== Prompt ==
Reproduce each line of the material exactly, minus any picture.

== Provided records ==
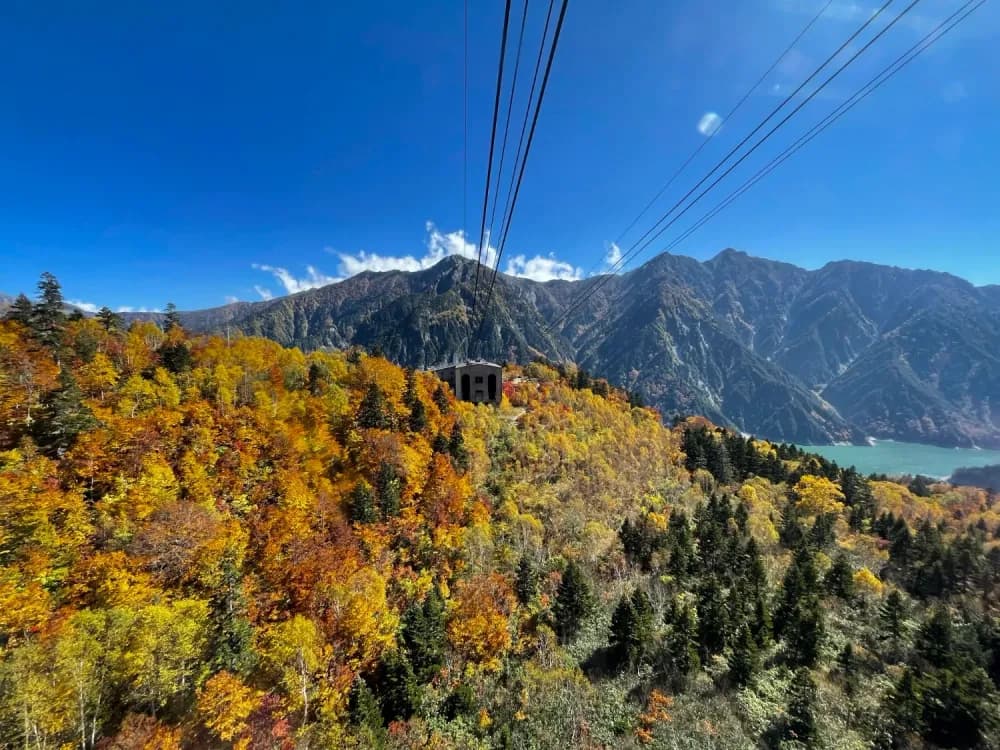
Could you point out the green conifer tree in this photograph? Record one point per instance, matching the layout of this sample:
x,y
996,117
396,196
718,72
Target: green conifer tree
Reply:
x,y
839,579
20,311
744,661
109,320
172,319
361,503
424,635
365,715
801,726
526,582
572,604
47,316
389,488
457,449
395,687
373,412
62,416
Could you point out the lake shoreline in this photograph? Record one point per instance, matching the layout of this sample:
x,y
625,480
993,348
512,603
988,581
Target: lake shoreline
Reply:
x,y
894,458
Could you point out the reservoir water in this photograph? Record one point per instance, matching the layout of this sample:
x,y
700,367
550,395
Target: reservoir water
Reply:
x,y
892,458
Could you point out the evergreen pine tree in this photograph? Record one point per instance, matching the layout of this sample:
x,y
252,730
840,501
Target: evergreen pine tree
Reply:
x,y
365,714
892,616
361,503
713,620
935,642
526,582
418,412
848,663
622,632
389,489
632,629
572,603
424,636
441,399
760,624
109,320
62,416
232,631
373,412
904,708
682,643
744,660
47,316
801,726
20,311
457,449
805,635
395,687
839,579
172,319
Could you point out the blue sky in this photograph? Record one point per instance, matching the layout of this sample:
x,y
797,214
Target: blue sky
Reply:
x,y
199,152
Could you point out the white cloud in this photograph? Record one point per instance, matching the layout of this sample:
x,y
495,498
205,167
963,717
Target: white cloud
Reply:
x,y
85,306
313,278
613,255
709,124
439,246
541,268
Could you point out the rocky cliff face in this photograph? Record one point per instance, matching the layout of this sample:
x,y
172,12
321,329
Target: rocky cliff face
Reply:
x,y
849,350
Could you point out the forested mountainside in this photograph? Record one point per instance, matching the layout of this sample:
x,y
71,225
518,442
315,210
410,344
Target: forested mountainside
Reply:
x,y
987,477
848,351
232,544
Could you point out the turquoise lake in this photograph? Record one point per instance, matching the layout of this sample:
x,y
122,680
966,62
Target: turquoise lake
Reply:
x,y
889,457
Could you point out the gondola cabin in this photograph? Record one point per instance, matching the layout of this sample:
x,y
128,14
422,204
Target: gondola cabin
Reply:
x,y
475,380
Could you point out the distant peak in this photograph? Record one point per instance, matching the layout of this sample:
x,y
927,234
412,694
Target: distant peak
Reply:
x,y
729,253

== Result for this exercise ==
Could you point out the green conifer tree in this photograph? Record one point per instance, matching the layout of this sample:
x,y
996,117
396,196
718,72
Target: green conifer tree
Reply:
x,y
839,579
20,311
744,661
109,320
172,319
361,503
424,635
365,715
801,726
526,582
572,604
47,316
389,488
457,449
395,687
373,412
62,416
Could you point out the lake shoreline in this photograph? Record one point per instance, matching the layout of this sample:
x,y
625,480
993,348
512,603
988,581
Target: lake shoreline
Reply:
x,y
894,458
Could you point out the reservoir water in this photograph? Record one point per instance, matching the layout of this sample:
x,y
700,367
550,395
Target: reservoir water
Reply:
x,y
892,458
Could you point out the evergreen pine tree in this photograph? Record one point per instance, matching the layout of this sample:
x,y
252,730
840,501
Target: evergreen pine tree
Reply:
x,y
365,714
892,616
361,503
713,620
935,642
526,582
418,412
848,663
622,632
389,489
632,629
572,603
424,636
441,399
760,624
109,320
62,416
232,631
373,412
904,708
682,643
744,660
47,316
801,726
20,311
457,449
805,635
395,687
839,579
172,319
Could you point out the blue sky in this photograph? Record one point per instance, matching the layout of this sample:
x,y
797,214
Target: blue sky
Reply:
x,y
199,152
Could you point out the white cloud in this photograph? Record one point per instance, matching the layout of this sample:
x,y
495,498
205,167
963,717
Target: white cloud
Reply:
x,y
85,306
313,278
613,255
709,124
439,246
541,268
Could you point out the rocky cliff face in this photograph? Record one point per instance, matching the layout of this sample:
x,y
172,12
321,329
Target: rocky cliff face
Reply:
x,y
849,350
Could you point out the forested mountainside in this photograph? Record one point per instance, matching the layout of this sample:
x,y
71,225
518,442
315,210
410,344
Target: forested mountainside
Reply:
x,y
987,477
848,351
232,544
Could you point out the turquoise lake in this photograph? Record one point per instance, matching the layout of this sample:
x,y
122,680
966,62
Target: turquoise lake
Reply:
x,y
889,457
Could you point out the gondola cabin in this photograph? Record one point per instance, matching the layout of this sample:
x,y
128,14
422,204
Target: gondola cabin
Reply:
x,y
475,380
Could you point out the distant peak in this photograph? Record one point per instance, matching the layout of this sample:
x,y
927,234
412,694
Target: distant peak
Reply:
x,y
729,253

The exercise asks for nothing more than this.